**GIVEN REQUEST A**
Retype the whole article on the listed buildings in Birdsall, North Yorkshire, keeping every word and line as it stands.
───── SELECTION
= Listed buildings in Birdsall, North Yorkshire =

Birdsall is a civil parish in the county of North Yorkshire, England. It contains 22 listed buildings that are recorded in the National Heritage List for England. Of these, one is listed at Grade I, the highest of the three grades, one is at Grade II*, the middle grade, and the others are at Grade II, the lowest grade. The parish contains the villages of Birdsall and North Grimston and the surrounding countryside. The listed buildings include a country house and associated structures, houses and cottages, farmhouses and farm buildings, three churches, one of them ruined, and a group of kennels.
──────────
───── RECORD EXCERPTS
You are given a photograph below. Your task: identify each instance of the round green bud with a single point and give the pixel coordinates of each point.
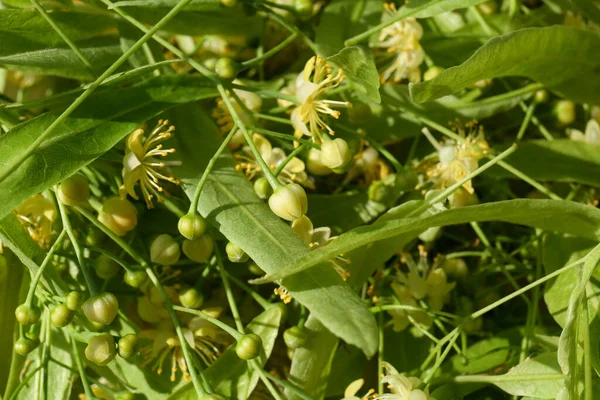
(235, 253)
(74, 190)
(263, 188)
(565, 112)
(335, 154)
(164, 250)
(135, 278)
(61, 315)
(127, 345)
(249, 346)
(24, 346)
(74, 300)
(432, 72)
(27, 315)
(101, 349)
(314, 164)
(289, 202)
(106, 267)
(191, 298)
(295, 337)
(120, 216)
(102, 308)
(227, 68)
(199, 249)
(191, 226)
(541, 96)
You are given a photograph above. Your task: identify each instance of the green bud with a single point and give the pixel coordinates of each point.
(106, 267)
(295, 337)
(432, 72)
(102, 308)
(335, 154)
(74, 300)
(127, 345)
(27, 315)
(24, 346)
(74, 190)
(227, 68)
(199, 249)
(101, 349)
(249, 346)
(164, 250)
(191, 298)
(135, 278)
(235, 253)
(263, 188)
(191, 226)
(61, 315)
(289, 202)
(120, 216)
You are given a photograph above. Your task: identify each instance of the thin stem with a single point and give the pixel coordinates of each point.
(208, 169)
(12, 164)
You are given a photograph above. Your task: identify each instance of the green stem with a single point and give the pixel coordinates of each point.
(208, 169)
(13, 163)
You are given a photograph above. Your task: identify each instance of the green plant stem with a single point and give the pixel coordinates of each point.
(63, 36)
(38, 275)
(208, 169)
(13, 163)
(200, 389)
(82, 262)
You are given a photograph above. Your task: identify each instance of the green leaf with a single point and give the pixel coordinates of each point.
(546, 55)
(559, 160)
(230, 375)
(94, 128)
(538, 377)
(359, 68)
(311, 364)
(553, 215)
(230, 204)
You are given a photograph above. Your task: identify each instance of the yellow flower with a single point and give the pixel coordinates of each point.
(311, 85)
(37, 214)
(141, 164)
(401, 39)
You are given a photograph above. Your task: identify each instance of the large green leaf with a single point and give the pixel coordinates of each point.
(553, 215)
(546, 55)
(230, 204)
(94, 128)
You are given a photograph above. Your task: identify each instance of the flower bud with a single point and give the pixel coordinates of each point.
(191, 226)
(74, 300)
(101, 349)
(235, 253)
(335, 154)
(191, 298)
(227, 68)
(295, 337)
(61, 315)
(106, 267)
(314, 164)
(135, 278)
(24, 346)
(127, 345)
(74, 190)
(289, 202)
(432, 72)
(249, 346)
(263, 188)
(120, 216)
(164, 250)
(199, 249)
(102, 308)
(27, 314)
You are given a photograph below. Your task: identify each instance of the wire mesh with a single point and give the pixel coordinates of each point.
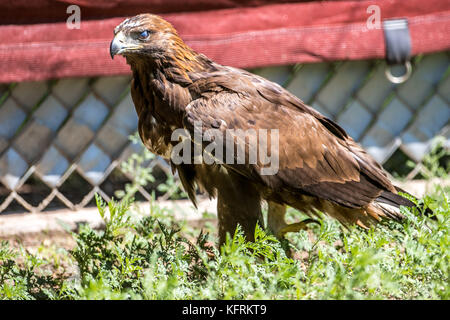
(62, 141)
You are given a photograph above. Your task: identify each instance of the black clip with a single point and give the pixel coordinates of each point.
(398, 47)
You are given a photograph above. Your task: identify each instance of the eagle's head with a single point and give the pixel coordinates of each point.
(144, 36)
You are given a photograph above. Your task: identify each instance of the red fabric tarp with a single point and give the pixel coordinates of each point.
(35, 43)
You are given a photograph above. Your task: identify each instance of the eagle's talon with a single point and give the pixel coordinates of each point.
(296, 227)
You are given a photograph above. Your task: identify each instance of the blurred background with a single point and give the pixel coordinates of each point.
(67, 122)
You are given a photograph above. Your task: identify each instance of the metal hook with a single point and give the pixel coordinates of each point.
(402, 78)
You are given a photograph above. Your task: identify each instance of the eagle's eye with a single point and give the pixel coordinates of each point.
(144, 35)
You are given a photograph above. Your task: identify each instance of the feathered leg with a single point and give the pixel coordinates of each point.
(238, 202)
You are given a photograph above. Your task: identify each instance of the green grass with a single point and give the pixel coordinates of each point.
(152, 257)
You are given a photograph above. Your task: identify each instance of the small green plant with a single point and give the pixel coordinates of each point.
(151, 256)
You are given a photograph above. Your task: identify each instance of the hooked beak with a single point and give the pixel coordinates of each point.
(119, 45)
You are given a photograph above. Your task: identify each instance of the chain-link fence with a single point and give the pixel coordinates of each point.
(62, 141)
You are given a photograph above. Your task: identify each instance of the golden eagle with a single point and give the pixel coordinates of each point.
(319, 167)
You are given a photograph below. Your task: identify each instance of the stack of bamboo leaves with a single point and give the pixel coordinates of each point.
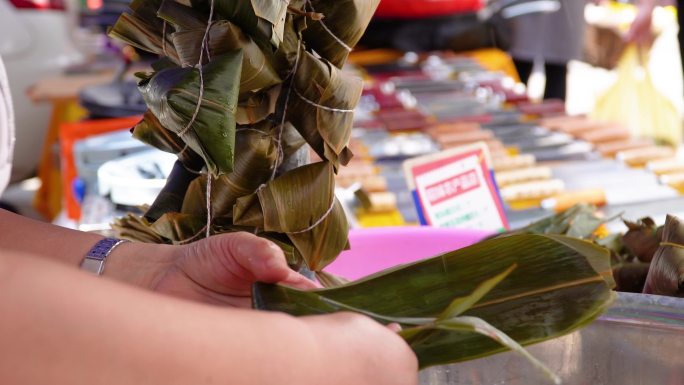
(240, 88)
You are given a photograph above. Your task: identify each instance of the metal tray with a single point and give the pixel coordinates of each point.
(638, 341)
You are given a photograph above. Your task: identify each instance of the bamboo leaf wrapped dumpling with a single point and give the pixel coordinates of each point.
(666, 274)
(264, 20)
(172, 96)
(301, 204)
(254, 167)
(257, 69)
(142, 29)
(323, 91)
(341, 29)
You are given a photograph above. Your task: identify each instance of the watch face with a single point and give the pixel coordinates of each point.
(95, 259)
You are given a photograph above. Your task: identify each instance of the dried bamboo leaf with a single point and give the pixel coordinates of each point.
(559, 285)
(345, 20)
(642, 239)
(666, 274)
(254, 166)
(264, 20)
(172, 96)
(323, 91)
(170, 198)
(151, 132)
(257, 71)
(144, 30)
(287, 52)
(301, 204)
(182, 16)
(257, 107)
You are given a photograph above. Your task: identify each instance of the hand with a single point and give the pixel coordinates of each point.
(641, 30)
(357, 350)
(219, 270)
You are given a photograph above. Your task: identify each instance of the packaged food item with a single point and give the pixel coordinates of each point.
(666, 166)
(641, 156)
(610, 149)
(504, 163)
(512, 177)
(532, 190)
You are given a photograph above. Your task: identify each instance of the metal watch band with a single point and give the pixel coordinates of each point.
(95, 258)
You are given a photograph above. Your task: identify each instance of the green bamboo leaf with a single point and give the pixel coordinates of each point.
(666, 274)
(462, 304)
(301, 204)
(257, 107)
(258, 155)
(137, 229)
(330, 280)
(323, 91)
(257, 68)
(345, 20)
(144, 30)
(264, 20)
(182, 16)
(172, 96)
(480, 326)
(151, 132)
(170, 198)
(554, 290)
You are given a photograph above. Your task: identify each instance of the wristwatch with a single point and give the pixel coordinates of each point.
(95, 258)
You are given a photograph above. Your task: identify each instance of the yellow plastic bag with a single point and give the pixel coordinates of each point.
(635, 102)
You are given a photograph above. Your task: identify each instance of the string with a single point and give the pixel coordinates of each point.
(279, 137)
(208, 226)
(192, 238)
(199, 67)
(164, 39)
(671, 244)
(325, 27)
(318, 105)
(262, 132)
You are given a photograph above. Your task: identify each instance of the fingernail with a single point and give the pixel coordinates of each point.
(395, 327)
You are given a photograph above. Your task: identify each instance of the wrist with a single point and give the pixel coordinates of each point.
(139, 264)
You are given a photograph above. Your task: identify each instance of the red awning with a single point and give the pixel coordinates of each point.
(417, 9)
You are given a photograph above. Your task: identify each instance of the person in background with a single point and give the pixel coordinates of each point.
(162, 314)
(552, 38)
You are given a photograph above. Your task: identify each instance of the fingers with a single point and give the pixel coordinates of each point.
(395, 327)
(260, 260)
(299, 281)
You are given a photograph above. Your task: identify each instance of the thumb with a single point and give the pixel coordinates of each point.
(248, 257)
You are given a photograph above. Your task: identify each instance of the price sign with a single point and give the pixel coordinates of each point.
(456, 188)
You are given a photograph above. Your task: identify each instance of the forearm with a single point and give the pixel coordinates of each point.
(60, 326)
(28, 236)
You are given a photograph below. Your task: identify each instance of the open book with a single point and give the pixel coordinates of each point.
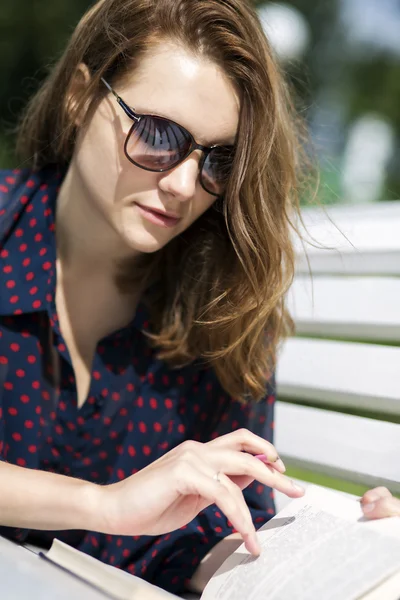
(318, 548)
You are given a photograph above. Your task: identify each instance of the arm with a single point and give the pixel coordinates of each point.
(39, 500)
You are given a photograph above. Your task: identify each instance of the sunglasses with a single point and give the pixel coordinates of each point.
(157, 144)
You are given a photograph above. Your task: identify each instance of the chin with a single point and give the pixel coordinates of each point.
(144, 244)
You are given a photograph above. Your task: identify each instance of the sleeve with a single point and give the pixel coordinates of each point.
(180, 552)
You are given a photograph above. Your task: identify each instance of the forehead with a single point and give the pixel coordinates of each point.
(191, 90)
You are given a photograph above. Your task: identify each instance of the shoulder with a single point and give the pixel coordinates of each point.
(12, 185)
(18, 189)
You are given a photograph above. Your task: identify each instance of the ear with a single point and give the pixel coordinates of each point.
(78, 85)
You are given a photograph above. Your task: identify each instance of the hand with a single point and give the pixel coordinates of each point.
(170, 492)
(379, 503)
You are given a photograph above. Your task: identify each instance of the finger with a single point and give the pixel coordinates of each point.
(241, 463)
(200, 462)
(375, 494)
(195, 481)
(384, 507)
(245, 440)
(251, 541)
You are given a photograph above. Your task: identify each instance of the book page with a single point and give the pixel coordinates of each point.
(117, 583)
(319, 546)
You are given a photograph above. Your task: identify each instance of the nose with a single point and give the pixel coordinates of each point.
(181, 181)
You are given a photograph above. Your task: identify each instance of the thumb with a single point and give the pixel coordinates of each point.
(384, 507)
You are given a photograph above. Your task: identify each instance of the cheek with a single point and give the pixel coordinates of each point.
(98, 162)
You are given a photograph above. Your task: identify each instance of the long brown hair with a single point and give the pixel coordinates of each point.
(220, 286)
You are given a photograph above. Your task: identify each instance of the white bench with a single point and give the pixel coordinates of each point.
(346, 356)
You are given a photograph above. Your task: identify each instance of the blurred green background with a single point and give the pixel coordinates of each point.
(342, 56)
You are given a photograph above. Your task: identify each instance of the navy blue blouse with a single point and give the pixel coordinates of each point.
(137, 408)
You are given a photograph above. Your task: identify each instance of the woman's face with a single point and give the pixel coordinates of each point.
(170, 82)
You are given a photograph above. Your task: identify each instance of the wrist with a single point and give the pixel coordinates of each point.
(90, 507)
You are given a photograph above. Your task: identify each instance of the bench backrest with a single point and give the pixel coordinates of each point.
(346, 355)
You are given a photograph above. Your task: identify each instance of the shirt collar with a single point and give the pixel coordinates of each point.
(28, 248)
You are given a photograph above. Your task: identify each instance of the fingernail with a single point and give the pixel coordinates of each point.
(279, 463)
(372, 498)
(298, 488)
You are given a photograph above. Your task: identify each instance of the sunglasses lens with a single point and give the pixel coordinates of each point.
(157, 144)
(216, 169)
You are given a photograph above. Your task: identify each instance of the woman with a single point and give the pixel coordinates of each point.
(145, 254)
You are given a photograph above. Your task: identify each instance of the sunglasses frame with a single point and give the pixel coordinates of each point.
(137, 117)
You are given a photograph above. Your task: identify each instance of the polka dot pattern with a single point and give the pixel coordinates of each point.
(137, 409)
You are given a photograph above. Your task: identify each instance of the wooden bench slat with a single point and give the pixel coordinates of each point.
(363, 376)
(364, 239)
(351, 307)
(361, 450)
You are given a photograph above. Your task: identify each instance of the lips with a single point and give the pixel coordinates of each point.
(159, 217)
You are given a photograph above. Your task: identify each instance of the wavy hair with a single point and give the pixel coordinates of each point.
(219, 293)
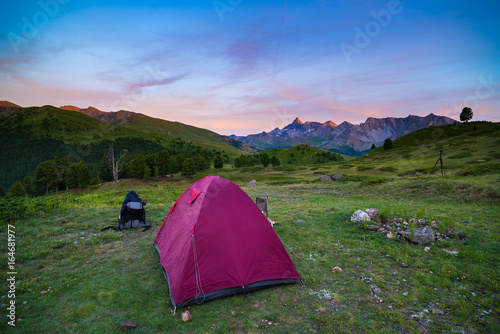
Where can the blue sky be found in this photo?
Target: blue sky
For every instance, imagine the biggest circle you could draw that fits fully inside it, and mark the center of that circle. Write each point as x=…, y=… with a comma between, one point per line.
x=239, y=66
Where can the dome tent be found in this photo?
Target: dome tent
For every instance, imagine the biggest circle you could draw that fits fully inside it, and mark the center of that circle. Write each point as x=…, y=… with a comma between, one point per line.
x=215, y=242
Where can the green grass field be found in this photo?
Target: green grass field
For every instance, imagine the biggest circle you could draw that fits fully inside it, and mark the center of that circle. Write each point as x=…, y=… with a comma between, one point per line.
x=72, y=278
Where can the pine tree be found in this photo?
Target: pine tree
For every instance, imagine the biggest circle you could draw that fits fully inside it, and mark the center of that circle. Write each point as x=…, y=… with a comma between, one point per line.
x=16, y=190
x=388, y=144
x=162, y=160
x=264, y=159
x=188, y=167
x=218, y=163
x=275, y=161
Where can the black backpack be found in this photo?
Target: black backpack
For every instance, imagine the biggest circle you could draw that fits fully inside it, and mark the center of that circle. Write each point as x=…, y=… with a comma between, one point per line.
x=132, y=213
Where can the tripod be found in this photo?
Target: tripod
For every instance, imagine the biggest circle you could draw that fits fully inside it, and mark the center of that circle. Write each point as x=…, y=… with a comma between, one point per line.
x=440, y=159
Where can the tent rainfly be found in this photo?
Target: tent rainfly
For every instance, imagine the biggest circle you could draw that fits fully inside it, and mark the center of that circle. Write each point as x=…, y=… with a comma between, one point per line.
x=215, y=242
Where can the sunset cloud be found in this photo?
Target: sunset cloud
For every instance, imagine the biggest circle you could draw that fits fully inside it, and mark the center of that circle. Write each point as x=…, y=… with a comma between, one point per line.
x=262, y=65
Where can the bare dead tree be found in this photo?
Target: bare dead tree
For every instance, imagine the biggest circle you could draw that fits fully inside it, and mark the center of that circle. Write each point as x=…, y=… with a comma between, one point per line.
x=117, y=165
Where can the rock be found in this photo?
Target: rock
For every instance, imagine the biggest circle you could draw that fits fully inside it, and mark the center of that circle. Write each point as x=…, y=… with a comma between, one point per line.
x=459, y=234
x=423, y=222
x=186, y=316
x=434, y=309
x=376, y=290
x=127, y=325
x=421, y=235
x=366, y=279
x=373, y=213
x=359, y=216
x=337, y=177
x=252, y=183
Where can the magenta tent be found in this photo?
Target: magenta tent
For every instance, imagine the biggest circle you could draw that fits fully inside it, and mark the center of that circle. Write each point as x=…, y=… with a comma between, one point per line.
x=215, y=242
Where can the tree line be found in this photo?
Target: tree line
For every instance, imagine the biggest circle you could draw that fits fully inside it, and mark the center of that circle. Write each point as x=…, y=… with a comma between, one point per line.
x=66, y=173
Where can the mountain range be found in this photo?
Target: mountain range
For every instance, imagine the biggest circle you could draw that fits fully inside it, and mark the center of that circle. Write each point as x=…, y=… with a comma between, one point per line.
x=35, y=134
x=345, y=138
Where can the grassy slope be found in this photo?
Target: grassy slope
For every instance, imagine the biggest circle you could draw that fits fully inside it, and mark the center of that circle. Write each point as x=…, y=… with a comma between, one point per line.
x=299, y=155
x=96, y=280
x=91, y=280
x=74, y=127
x=464, y=145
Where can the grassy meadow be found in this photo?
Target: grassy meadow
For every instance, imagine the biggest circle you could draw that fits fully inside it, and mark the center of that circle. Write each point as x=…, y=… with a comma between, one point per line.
x=72, y=278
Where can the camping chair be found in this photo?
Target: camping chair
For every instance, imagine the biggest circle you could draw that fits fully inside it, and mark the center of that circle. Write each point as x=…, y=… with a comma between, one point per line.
x=262, y=204
x=132, y=213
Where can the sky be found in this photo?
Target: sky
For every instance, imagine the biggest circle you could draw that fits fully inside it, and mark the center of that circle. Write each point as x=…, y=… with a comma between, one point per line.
x=242, y=67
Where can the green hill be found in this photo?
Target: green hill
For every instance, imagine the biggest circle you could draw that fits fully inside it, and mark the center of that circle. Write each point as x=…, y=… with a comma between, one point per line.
x=35, y=134
x=464, y=145
x=302, y=155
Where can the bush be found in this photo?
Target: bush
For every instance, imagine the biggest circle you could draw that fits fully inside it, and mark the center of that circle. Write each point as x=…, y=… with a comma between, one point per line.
x=460, y=155
x=363, y=168
x=492, y=168
x=388, y=169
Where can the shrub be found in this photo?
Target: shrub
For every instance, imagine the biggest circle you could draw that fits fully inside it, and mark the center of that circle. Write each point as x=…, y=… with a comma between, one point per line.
x=491, y=168
x=460, y=155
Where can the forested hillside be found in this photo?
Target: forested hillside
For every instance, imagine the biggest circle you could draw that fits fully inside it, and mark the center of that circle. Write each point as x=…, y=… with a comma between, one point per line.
x=36, y=134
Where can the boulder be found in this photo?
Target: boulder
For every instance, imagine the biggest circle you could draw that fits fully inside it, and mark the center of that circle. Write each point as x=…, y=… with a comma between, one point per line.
x=421, y=235
x=359, y=216
x=127, y=325
x=252, y=183
x=337, y=177
x=373, y=213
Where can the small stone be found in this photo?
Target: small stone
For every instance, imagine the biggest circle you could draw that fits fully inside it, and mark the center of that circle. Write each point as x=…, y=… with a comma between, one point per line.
x=373, y=213
x=359, y=216
x=252, y=183
x=127, y=325
x=337, y=177
x=366, y=279
x=186, y=316
x=434, y=309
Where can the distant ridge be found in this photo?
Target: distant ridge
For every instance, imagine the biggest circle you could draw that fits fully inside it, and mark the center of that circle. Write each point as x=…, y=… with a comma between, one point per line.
x=9, y=104
x=345, y=138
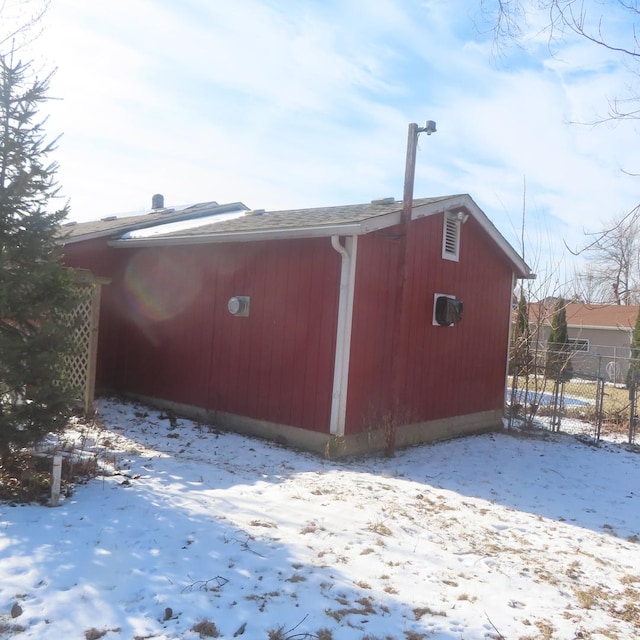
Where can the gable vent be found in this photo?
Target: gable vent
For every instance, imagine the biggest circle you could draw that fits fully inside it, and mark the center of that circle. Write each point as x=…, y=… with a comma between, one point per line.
x=451, y=237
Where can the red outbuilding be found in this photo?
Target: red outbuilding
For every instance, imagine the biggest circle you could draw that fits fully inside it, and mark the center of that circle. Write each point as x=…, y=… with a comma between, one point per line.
x=338, y=329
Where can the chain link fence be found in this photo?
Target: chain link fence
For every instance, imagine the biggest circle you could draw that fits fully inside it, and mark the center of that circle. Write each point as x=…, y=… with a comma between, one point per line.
x=594, y=397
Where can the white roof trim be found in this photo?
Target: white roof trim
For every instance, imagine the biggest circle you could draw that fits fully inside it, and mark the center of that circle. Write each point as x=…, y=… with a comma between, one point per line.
x=346, y=229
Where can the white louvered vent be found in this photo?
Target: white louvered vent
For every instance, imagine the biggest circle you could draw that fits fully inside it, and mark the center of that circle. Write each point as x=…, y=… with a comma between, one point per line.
x=451, y=237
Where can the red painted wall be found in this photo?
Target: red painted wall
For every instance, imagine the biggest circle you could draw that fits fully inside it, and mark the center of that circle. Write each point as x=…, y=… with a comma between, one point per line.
x=166, y=331
x=446, y=371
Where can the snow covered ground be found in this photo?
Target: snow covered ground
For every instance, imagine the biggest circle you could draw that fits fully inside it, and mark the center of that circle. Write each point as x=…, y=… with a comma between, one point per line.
x=196, y=532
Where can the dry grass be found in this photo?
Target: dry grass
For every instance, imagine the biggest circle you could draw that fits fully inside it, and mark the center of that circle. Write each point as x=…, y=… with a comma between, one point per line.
x=206, y=629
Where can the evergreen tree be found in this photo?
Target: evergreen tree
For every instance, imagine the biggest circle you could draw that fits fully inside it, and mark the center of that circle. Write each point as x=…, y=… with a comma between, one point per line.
x=558, y=365
x=633, y=375
x=36, y=291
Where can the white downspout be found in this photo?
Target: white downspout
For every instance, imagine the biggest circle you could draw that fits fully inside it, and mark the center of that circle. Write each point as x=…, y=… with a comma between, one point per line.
x=343, y=332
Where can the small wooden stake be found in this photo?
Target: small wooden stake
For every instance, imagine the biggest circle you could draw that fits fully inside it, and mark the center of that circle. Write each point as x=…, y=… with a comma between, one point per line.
x=55, y=480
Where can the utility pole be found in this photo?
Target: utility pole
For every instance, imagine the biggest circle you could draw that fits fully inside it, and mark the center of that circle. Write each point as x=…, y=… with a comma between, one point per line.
x=403, y=270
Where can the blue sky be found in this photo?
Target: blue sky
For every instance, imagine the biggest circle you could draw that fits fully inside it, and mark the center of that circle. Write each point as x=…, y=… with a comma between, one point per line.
x=293, y=103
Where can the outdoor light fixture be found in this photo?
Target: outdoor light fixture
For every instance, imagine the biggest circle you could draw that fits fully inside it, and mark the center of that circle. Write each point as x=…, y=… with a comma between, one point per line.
x=429, y=127
x=238, y=306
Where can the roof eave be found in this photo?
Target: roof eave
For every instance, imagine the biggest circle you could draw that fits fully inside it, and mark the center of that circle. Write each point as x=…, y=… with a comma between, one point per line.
x=324, y=231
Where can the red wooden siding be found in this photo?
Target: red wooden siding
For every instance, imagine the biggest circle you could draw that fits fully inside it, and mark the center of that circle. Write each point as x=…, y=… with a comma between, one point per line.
x=167, y=332
x=446, y=371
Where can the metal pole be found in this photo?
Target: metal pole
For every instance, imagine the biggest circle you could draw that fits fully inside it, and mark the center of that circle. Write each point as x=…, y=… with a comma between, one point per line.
──────────
**GIVEN REQUEST B**
Show each line of the records above that contains the string "link".

**COMPLETE RESPONSE A**
= Listed buildings in Birdsall, North Yorkshire =

Birdsall is a civil parish in the county of North Yorkshire, England. It contains 22 listed buildings that are recorded in the National Heritage List for England. Of these, one is listed at Grade I, the highest of the three grades, one is at Grade II*, the middle grade, and the others are at Grade II, the lowest grade. The parish contains the villages of Birdsall and North Grimston and the surrounding countryside. The listed buildings include a country house and associated structures, houses and cottages, farmhouses and farm buildings, three churches, one of them ruined, and a group of kennels.

**COMPLETE RESPONSE B**
You are given a photograph above. Your task: identify each instance of the chain-link fence with a single point and give the pixel coordinates of each point.
Where can the chain link fence be found in this photo?
Target: chain link fence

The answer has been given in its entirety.